[Records contained in a dataset]
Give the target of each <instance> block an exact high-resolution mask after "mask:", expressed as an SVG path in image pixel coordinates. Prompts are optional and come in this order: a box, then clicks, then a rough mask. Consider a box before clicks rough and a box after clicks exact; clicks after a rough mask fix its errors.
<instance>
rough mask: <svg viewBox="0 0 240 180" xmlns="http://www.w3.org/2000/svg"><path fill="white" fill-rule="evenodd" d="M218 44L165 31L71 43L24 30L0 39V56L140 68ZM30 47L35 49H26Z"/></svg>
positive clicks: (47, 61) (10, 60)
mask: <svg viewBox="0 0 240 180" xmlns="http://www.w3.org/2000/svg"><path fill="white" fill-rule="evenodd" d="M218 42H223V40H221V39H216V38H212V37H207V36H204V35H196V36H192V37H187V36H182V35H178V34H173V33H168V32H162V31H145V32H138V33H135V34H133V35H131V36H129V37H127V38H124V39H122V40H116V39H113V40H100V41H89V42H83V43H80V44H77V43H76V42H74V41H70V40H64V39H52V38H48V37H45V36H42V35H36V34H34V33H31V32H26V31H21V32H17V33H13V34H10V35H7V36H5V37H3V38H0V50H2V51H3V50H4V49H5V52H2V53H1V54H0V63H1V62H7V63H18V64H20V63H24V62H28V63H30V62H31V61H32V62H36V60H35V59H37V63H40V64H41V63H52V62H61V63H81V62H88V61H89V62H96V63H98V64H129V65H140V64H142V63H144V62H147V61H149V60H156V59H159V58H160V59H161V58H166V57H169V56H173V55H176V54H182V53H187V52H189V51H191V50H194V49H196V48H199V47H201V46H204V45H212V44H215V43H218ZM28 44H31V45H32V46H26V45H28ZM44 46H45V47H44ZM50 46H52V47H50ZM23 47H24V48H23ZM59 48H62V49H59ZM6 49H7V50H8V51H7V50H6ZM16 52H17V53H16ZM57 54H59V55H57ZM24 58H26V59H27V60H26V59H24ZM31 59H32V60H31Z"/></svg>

...

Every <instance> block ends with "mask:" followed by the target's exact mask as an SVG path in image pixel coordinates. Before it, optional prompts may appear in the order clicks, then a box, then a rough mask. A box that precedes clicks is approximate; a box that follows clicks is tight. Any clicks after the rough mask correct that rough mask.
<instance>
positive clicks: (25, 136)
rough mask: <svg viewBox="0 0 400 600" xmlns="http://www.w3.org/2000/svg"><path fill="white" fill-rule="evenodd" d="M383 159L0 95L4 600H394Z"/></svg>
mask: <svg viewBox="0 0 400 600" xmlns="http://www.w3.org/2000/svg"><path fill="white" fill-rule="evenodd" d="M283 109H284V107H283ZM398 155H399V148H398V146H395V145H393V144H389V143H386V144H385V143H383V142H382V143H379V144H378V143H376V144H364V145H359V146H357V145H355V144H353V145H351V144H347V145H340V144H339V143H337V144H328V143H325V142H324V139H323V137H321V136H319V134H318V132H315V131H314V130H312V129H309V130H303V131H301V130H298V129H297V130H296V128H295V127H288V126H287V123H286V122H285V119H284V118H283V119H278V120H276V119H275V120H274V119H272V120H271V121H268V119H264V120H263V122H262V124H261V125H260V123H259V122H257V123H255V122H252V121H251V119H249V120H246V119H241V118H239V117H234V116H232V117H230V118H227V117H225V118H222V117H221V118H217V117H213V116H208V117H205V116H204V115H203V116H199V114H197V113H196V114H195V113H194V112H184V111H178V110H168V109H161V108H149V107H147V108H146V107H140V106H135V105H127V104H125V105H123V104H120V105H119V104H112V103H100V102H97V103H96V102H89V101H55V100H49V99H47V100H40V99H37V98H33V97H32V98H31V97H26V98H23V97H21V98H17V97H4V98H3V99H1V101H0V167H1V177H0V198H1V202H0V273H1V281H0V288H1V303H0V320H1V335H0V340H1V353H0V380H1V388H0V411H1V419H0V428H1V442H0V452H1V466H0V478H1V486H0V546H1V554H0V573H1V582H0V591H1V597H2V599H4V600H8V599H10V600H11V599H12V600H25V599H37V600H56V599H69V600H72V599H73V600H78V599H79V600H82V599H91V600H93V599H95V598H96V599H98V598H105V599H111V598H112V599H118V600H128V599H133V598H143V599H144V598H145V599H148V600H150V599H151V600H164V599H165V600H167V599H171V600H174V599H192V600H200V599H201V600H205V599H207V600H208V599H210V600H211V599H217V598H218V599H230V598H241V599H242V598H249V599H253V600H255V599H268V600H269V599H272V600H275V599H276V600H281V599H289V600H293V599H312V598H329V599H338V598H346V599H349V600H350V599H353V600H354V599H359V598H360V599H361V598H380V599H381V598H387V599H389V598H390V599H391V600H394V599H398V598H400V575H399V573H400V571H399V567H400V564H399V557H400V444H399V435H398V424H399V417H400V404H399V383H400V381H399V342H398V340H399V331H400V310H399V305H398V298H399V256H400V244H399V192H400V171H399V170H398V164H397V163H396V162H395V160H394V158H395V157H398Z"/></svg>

...

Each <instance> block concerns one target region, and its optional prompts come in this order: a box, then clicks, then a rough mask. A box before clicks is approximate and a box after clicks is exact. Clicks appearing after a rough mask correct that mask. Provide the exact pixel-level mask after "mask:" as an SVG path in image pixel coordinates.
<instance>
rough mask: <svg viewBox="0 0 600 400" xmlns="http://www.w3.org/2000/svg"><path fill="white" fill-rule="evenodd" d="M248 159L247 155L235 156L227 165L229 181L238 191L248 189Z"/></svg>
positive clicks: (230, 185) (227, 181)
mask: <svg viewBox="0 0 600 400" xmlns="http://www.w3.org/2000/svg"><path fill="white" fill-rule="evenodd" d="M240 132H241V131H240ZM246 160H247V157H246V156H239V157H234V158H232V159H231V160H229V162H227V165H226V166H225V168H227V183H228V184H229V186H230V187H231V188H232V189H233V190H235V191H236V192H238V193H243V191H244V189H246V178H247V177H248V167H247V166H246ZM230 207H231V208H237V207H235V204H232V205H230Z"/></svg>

*Exercise details*.
What do the lines above say from the one containing "Every <instance> block" down to the one containing "positive clicks: (25, 136)"? Return them exactly, both end lines included, and only them.

*Response below*.
Every <instance> block ends with "mask:" followed by the target's exact mask as an SVG path in image pixel coordinates. Before it, optional prompts may appear in the order clicks, then a box, then a rough mask. A box that precedes clicks is approximate; a box that follows clicks is tight. Any clicks after the rough mask correct that rough mask.
<instance>
positive clicks: (25, 136)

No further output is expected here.